## THE TASK
Line by line, copy the records below exactly.

## GIVEN DATA
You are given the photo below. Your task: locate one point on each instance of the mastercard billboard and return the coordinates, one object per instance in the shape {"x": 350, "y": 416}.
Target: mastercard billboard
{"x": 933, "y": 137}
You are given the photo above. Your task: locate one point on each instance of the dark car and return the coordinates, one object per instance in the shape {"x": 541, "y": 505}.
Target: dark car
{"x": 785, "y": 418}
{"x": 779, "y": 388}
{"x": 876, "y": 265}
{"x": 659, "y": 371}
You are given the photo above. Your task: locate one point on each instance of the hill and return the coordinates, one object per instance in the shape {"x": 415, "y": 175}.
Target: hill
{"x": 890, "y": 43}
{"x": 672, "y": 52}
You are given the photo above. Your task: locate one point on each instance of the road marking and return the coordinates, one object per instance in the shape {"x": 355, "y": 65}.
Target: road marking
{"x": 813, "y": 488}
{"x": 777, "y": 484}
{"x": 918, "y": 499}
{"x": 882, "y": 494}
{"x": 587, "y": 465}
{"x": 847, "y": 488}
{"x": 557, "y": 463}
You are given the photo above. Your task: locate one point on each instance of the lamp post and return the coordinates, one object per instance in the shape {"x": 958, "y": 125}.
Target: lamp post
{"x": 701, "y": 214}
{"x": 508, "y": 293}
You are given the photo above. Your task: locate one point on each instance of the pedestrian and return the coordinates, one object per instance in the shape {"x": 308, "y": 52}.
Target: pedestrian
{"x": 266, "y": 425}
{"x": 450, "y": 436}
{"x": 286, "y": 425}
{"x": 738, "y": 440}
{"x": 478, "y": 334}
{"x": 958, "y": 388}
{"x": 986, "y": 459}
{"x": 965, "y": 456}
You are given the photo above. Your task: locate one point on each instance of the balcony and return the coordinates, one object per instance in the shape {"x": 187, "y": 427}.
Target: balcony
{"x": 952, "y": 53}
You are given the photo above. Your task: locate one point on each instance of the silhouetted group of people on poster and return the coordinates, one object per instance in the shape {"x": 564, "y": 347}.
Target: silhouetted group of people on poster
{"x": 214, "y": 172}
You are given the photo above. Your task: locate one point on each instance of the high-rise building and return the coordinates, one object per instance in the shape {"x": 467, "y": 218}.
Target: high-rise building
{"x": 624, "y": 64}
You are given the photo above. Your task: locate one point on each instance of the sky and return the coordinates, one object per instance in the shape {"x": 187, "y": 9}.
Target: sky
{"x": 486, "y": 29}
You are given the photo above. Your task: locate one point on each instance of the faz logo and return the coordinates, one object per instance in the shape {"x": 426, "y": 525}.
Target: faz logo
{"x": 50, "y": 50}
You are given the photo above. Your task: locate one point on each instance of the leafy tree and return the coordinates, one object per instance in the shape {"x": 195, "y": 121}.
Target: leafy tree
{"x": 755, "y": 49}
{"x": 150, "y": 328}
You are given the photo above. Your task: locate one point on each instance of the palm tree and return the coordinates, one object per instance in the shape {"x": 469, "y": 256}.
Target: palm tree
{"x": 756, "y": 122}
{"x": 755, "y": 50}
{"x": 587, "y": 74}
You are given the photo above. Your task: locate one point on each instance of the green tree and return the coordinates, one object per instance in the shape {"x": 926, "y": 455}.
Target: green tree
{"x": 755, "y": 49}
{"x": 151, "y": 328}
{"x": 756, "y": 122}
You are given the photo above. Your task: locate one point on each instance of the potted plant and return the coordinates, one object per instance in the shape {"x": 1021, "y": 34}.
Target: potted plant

## SOLUTION
You are given the photo below. Your task: locate one point on each instance of the mastercard billboard and return the coordinates, one object per instance in the shape {"x": 350, "y": 416}.
Target: mastercard billboard
{"x": 933, "y": 137}
You are given the photo above. Your task: locate one point on each instance of the dark car and return the coordinates, one object per instance in the shape {"x": 541, "y": 505}.
Target: dark car
{"x": 785, "y": 418}
{"x": 779, "y": 388}
{"x": 876, "y": 265}
{"x": 659, "y": 371}
You are given the photo above. Your task: locate one point on each instance of the hill and return the coordinates, one object per instance in the shape {"x": 415, "y": 175}.
Target: hill
{"x": 890, "y": 43}
{"x": 672, "y": 52}
You are given the photo above. Your task: locate one point on each instance of the road marking and return the coordinates, one object per instance in the shape {"x": 355, "y": 65}.
Target: road marking
{"x": 813, "y": 488}
{"x": 777, "y": 484}
{"x": 918, "y": 499}
{"x": 882, "y": 494}
{"x": 587, "y": 465}
{"x": 847, "y": 488}
{"x": 557, "y": 463}
You are given the photo above. Your task: locate one point on each instance of the lamp post and return the coordinates, one object per instance in the shape {"x": 958, "y": 125}.
Target: lamp post
{"x": 701, "y": 214}
{"x": 508, "y": 293}
You are given the photo above. Your task: locate one point on each instance of the pedestrian and return the coordinates, one object per instance in the shape {"x": 308, "y": 52}.
Target: pedestrian
{"x": 266, "y": 425}
{"x": 450, "y": 436}
{"x": 286, "y": 425}
{"x": 738, "y": 440}
{"x": 478, "y": 334}
{"x": 958, "y": 388}
{"x": 986, "y": 459}
{"x": 965, "y": 456}
You are given the photo above. Your task: locate one point on each instance of the balcony and return the coordinates, one object per instance in the shape {"x": 187, "y": 427}.
Target: balcony
{"x": 952, "y": 53}
You are given the photo above. Your task: locate one point on each instance of the silhouetted group of people on poster and return the coordinates, one object per instance in the shape {"x": 564, "y": 347}.
Target: silhouetted group of people on poster
{"x": 214, "y": 172}
You are given the photo above. Your task: locate one point on each instance of the high-rise building and return the coordinates, one object per instance in the shape {"x": 467, "y": 218}.
Target: high-rise building
{"x": 624, "y": 64}
You are given the photo above. Your task: locate one point on each instance of the sky and return the coordinates, one object per instance in the shape {"x": 187, "y": 9}.
Target: sky
{"x": 486, "y": 29}
You are given the photo above. Your task: locate one point on each instance of the faz logo and return the coordinates, one object per instance in the shape {"x": 426, "y": 525}.
Target: faz logo
{"x": 50, "y": 50}
You are given the photo above. Your task: locate one point on each instance of the leafy tree and return the coordinates, one object per instance in the shape {"x": 195, "y": 121}.
Target: leafy tree
{"x": 755, "y": 49}
{"x": 150, "y": 328}
You are given the photo above. Your task: locate one point on each instance of the palm tree and return the coordinates, one object per instance in the shape {"x": 469, "y": 256}.
Target: palm tree
{"x": 756, "y": 122}
{"x": 755, "y": 50}
{"x": 587, "y": 74}
You are given the photo above. Your task: locate one point on each instance of the green tree and return the coordinates, one object per instance in the shape {"x": 926, "y": 455}.
Target: green tree
{"x": 755, "y": 49}
{"x": 151, "y": 328}
{"x": 756, "y": 122}
You are given the photo above. Your task: locate one point on each instance of the potted plant and return the coordinates, one object per instance in the shape {"x": 1021, "y": 34}.
Target: potted plant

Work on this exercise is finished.